- [Task details]
In the passage about the Markaz below, write out the stretch from "Refai, who came" through "throughout the day.", swapping "scarf" for "veil".

Thursday, September 03, 2009

Journeys of faith ...

The Markaz is just down the road from where I live in Nizamuddin. It always intrigued me because the area remained festive at all times. It is also perhaps the most cosmopolitan in nature with men and women of different nationalities sipping tea at the chai stalls or bargaining for cheap deals for their preparation for chillah.
Access was never easy and being a woman, I could not enter the men's section. So I kept asking around, trying to find someone who could get me inside the women's section. And finally I found Nida who took me there one morning and I managed to talk to some women before I was asked to leave by a woman who told me Tablighis are not allowed to talk to anyone during the jamaat period. We left.
The photographer, a young intern called mikma Lpcha, wasn't so lucky. While shooting the pictures of the Markaz from outside, he was called inside and they asked him to destroy all the pictures.
An edited version appeared in the Indian Express on August 23, 2009.

Chinki Sinha
New Delhi, August 21, 2009

For 40 days of the Chillah, the four Sri Lankan women will travel in the interiors of India, crisscrossing villages, staying for a couple of days each at a Tablighi’s house and preaching to the rural Muslim women the correct ways of Islam. They will hold sessions, recite the Suras and bring back the women to faithful adherence to Islamic teachings. And if language becomes a barrier, they will have a translator travel with them, too.
“This is for Allah, for our religious improvement,” Mohd. Refai, who hails from a tiny hamlet in Sri Lanka, said. “We will spread his message. We will tell them about the virtues, discuss how to rear children in an Islamic way and tell them why they should wear the purdah.”
Refai, who came Friday morning, tugged at the scarf on her head frequently, trying to hide any loose strands of hair that might just show, as she nervously glanced around the large hall that was bare except for a bed. Women walked in and out of the hall, nodding, smiling and inquiring about the prayer sessions throughout the day.
They came from different countries – Africa, Saudi Arabia, Indonesia and Sri Lanka. The Tablighi Jamaat, a missionary revivalist Islamic movement founded in 1926 in India, and originally centred at men, has now spread to more than 80 countries. The movement has also recruited women who travel with their husbands, brothers, sons and fathers, and stay at a follower’s house while the men stay at the local mosque and
visit people’s homes helping them to interpret the meaning of Islam.
The women’s jamaat is called Masturat.
It was in the 1920s that Maulana Mohammad Ilyas Kandhalawi founded the Tablighi Jamaat in the Mewat province of India with the slogan ‘Aye Musalmano! Musalman bano’ (Come O Muslims! Become Muslims). Tabligh means “to convey” in Arabic and followers try to imitate the companions of the Prophet by going out and spreading the teachings of Islam as they did in the past.

(Collection entries)
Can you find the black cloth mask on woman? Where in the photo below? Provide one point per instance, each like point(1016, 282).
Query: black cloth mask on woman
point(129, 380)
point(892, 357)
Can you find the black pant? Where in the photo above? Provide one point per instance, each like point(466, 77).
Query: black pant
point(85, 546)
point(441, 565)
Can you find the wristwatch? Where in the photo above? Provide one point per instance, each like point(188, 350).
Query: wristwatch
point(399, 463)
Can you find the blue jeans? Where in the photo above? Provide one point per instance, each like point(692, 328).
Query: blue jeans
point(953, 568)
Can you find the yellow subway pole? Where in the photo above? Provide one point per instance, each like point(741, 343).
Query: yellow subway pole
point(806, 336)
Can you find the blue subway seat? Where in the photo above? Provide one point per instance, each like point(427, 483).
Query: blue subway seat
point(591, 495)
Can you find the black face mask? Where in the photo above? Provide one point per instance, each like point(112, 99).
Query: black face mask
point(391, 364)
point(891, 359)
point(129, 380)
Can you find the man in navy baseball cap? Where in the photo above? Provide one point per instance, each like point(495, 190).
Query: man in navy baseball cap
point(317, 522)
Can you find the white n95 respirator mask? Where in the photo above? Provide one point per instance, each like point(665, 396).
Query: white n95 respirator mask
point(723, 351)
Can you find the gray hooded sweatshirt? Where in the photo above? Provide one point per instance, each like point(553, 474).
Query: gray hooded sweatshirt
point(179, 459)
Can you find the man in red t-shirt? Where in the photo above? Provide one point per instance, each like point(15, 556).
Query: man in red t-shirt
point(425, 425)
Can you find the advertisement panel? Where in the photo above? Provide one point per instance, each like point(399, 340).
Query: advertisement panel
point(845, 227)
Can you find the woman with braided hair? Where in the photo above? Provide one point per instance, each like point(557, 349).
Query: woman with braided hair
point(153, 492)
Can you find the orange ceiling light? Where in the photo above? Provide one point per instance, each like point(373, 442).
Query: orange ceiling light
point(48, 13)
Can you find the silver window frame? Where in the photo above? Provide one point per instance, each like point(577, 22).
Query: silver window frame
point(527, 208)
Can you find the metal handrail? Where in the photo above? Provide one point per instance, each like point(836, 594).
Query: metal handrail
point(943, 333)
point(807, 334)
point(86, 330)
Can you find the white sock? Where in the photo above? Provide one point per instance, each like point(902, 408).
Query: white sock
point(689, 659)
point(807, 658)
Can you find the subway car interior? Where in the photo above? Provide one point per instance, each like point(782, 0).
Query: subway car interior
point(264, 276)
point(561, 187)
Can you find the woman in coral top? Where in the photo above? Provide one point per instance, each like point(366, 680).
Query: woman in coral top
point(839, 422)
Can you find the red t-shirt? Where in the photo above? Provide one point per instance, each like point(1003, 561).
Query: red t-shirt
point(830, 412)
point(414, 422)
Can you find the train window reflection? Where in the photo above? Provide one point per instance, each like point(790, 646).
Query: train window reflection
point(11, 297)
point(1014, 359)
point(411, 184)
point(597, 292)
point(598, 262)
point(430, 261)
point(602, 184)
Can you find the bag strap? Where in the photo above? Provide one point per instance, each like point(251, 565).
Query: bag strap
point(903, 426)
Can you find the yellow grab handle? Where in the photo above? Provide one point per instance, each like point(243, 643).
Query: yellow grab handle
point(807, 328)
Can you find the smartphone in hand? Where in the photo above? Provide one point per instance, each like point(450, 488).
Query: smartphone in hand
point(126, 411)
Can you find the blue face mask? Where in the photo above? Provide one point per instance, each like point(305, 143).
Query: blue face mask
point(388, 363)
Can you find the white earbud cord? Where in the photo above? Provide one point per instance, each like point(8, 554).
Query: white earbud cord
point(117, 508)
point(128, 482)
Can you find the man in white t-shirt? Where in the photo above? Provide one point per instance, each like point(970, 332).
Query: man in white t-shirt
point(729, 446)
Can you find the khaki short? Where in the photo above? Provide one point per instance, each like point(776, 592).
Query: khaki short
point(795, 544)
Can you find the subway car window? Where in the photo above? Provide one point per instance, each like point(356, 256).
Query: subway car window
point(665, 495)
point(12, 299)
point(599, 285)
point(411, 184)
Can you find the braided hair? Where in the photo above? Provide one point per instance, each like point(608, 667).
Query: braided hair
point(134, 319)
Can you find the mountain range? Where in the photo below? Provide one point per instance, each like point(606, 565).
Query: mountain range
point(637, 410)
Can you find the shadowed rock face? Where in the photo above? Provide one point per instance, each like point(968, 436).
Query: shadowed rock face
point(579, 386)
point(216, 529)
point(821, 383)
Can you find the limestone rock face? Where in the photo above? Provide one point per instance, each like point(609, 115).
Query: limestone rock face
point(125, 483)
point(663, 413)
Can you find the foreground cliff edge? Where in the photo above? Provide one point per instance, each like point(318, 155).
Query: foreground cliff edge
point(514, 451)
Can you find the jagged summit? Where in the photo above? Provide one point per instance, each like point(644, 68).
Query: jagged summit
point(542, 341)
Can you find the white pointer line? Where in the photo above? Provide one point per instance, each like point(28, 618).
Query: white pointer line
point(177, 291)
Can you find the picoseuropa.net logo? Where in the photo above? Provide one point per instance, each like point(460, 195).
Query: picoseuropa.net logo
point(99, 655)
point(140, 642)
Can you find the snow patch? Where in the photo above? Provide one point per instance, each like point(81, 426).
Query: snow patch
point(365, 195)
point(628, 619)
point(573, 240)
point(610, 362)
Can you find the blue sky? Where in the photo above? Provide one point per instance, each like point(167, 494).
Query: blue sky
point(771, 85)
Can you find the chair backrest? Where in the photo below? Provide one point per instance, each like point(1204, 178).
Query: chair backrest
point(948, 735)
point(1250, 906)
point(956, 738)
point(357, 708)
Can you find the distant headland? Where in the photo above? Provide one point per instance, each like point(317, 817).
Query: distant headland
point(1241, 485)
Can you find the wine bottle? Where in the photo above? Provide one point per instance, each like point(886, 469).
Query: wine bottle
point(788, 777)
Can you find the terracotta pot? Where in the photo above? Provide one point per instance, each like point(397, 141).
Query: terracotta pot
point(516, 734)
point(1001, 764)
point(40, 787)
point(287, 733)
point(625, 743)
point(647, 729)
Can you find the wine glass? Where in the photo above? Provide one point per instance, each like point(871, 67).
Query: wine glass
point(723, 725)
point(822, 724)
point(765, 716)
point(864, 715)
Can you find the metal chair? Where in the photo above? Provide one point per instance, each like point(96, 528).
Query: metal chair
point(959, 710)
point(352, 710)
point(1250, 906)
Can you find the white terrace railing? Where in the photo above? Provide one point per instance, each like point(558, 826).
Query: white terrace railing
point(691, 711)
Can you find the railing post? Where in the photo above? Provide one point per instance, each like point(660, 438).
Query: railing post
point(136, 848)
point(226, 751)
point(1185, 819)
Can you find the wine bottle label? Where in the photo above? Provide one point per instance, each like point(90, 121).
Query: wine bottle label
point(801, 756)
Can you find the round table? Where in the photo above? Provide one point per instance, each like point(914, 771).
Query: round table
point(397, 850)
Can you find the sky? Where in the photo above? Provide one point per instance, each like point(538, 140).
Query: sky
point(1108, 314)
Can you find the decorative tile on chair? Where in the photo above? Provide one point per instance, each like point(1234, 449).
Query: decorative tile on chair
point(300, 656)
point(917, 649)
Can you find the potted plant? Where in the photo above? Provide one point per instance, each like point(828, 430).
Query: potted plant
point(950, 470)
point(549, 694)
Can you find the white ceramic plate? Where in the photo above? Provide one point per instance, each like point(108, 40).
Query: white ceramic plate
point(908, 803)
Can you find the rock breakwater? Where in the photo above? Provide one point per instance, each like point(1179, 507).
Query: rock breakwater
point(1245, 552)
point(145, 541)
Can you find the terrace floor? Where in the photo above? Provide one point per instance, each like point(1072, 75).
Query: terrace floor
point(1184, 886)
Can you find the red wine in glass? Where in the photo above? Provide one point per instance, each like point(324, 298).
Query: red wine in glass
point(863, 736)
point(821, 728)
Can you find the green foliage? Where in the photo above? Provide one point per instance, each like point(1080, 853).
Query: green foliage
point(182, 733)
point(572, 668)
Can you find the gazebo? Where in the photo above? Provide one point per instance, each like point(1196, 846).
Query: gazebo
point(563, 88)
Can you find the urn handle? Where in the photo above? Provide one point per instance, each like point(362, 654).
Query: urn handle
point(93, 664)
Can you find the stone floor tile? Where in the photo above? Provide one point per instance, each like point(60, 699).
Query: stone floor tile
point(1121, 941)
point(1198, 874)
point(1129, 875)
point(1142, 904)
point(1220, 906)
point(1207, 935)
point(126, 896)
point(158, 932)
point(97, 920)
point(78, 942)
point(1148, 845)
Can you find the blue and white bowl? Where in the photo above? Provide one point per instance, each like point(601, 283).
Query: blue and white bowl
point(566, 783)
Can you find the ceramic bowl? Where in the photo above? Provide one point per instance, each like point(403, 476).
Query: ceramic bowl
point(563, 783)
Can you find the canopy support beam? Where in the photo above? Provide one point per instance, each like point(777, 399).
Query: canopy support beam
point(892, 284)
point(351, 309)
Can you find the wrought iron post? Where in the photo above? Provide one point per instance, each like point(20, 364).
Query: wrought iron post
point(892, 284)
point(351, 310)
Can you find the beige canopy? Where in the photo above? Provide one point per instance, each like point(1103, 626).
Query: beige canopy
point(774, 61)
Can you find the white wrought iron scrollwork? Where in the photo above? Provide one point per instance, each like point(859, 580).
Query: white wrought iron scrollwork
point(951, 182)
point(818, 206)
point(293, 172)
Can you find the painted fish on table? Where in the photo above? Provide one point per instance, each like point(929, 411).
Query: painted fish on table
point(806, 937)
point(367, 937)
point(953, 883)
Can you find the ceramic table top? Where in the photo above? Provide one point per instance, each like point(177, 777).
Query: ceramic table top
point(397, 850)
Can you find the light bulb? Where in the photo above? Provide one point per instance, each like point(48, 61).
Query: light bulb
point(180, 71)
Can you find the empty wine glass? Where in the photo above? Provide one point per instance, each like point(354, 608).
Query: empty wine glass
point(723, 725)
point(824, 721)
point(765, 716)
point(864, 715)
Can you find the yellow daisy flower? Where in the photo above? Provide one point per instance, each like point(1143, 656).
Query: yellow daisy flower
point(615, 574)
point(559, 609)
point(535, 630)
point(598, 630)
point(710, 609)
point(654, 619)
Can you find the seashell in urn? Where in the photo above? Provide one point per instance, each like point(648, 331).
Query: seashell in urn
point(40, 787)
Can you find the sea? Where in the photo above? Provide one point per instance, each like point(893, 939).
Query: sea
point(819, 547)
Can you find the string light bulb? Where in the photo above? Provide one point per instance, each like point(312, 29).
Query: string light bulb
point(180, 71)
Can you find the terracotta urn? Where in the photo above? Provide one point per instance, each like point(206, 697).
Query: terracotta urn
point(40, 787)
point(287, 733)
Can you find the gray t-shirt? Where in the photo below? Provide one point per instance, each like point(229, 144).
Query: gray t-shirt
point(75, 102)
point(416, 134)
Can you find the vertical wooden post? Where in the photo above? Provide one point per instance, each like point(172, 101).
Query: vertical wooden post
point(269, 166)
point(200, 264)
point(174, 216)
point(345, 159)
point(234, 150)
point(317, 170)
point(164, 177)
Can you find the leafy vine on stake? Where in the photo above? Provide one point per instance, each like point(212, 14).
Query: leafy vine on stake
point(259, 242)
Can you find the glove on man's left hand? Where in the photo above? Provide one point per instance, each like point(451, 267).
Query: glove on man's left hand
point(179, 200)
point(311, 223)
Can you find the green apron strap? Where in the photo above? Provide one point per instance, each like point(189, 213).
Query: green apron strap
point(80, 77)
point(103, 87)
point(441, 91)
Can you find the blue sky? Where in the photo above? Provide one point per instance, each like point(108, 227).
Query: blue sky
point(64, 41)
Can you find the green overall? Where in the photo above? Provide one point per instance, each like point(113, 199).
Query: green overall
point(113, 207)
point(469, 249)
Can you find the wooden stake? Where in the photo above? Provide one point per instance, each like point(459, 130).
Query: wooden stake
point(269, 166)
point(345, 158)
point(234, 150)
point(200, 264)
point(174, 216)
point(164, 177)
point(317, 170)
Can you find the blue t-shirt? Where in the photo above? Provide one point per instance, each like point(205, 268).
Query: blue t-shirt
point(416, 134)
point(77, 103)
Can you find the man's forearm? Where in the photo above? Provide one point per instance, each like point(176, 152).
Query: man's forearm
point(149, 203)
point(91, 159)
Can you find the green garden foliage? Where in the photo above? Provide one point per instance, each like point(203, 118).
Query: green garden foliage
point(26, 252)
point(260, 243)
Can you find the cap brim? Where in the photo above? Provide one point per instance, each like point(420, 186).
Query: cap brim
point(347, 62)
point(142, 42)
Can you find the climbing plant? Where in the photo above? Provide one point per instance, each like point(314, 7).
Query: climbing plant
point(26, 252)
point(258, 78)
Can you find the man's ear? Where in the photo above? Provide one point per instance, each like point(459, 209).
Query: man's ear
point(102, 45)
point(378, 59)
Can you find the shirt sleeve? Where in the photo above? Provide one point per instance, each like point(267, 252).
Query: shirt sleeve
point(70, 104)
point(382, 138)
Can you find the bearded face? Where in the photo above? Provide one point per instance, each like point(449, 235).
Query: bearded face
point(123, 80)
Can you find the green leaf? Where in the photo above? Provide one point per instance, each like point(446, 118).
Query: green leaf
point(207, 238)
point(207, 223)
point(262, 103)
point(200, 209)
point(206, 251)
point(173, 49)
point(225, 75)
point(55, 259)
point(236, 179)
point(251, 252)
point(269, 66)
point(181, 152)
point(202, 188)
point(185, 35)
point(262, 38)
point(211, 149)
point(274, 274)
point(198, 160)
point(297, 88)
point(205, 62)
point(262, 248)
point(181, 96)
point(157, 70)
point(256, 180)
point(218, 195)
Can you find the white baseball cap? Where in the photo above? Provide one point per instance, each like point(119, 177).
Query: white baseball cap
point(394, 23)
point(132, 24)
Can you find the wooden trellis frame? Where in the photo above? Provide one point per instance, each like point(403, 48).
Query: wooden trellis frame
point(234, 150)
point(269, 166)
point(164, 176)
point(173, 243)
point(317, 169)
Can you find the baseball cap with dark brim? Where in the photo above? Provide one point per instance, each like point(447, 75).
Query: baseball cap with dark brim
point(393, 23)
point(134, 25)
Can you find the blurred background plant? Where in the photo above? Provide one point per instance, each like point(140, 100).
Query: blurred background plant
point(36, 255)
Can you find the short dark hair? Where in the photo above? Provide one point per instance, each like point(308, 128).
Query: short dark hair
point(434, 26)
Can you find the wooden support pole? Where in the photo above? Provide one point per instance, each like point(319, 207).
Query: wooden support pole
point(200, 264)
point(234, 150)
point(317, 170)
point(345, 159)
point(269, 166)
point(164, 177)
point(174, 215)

- [Reply to the exercise]
Refai, who came Friday morning, tugged at the veil on her head frequently, trying to hide any loose strands of hair that might just show, as she nervously glanced around the large hall that was bare except for a bed. Women walked in and out of the hall, nodding, smiling and inquiring about the prayer sessions throughout the day.